:: Given passage ::
- Open Access
- Total Downloads : 215
- Authors : Akshay Chaturvedi, Archit Saxena, Himanshi Khetal, Manish Yadav, Mr. Amit Sinha
- Paper ID : IJERTV4IS050748
- Volume & Issue : Volume 04, Issue 05 (May 2015)
- DOI : http://dx.doi.org/10.17577/IJERTV4IS050748
- Published (First Online): 26-05-2015
- ISSN (Online) : 2278-0181
- Publisher Name : IJERT
- License: This work is licensed under a Creative Commons Attribution 4.0 International License
A Quantitative Approach of Text Analysis for Team Formation
1Akshay Chaturvedi 2Himanshi Khetal 3Manish Yadav 4Archit Saxena
5Mr. Amit Sinha,
1,2,3,4B.Tech Scholar, 5Associate Professor,
Department of Information Technology ABES Engineering College, Ghaziabad, India
Abstract: The text written by any person can reflect many outcomes. One of the important aspect of Text analysis is to identify the person with the similar knowledge on the same topic. This paper gives a method to form a team for the specific project. The incumbents are given a topic and asks them to write something. The texts collected are then passing through a defined data sets and calculated total points secured by each incumbent. The person obtained higher marks may be selected in the team.
:::
:: Items ::
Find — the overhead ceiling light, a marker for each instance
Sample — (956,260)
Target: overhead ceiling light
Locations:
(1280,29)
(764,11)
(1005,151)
:::
__Work to complete__
A - Restate the paragraph beginning "Abstract: The text written by any person" from the team-formation paper as a short bulleted list that keeps its main points.
B - From the team-formation paper, transcribe the stretch that begins with the words "- Open Access" and ends with "05 (May 2015)".
C - Pick up the paper on text analysis for team formation after its last sentence and keep writing it.

__The replies__
A -
- A person's writing can reveal many things about them.
- A key use of text analysis is finding people with similar knowledge of the same topic.
- The paper offers a method for forming a team for a specific project.
- Candidates receive a topic and are asked to write about it.
- Their texts are run through defined data sets, and each candidate's total points are calculated.
- The people with higher scores may be chosen for the team.

B -
- Open Access
- Total Downloads : 215
- Authors : Akshay Chaturvedi, Archit Saxena, Himanshi Khetal, Manish Yadav, Mr. Amit Sinha
- Paper ID : IJERTV4IS050748
- Volume & Issue : Volume 04, Issue 05 (May 2015)

C -
-
INTRODUCTION
By analyzing the texts written by a person, we can predict whether the persons are like minded or not. This work aims at effectively using text analysis for the formation of teams in organisations. The text will be matched using a set of commonly used words previously stored in the database. Frequency matching will be the basis of analysis and a threshold frequency of the words will be set. Team formation using this technique will increase the productivity of an organization. The process of team formation in an organization can be more efficient with this technique such that positive workers are in one team. This process may decrease, up to some extent, the conflicts between team members as it would aim at keeping people with same thinking in one team. A good team always takes an organization to another level so making such a team would be beneficial for an organization. In advance we could predict the turnover of an organization with the help of positive team members.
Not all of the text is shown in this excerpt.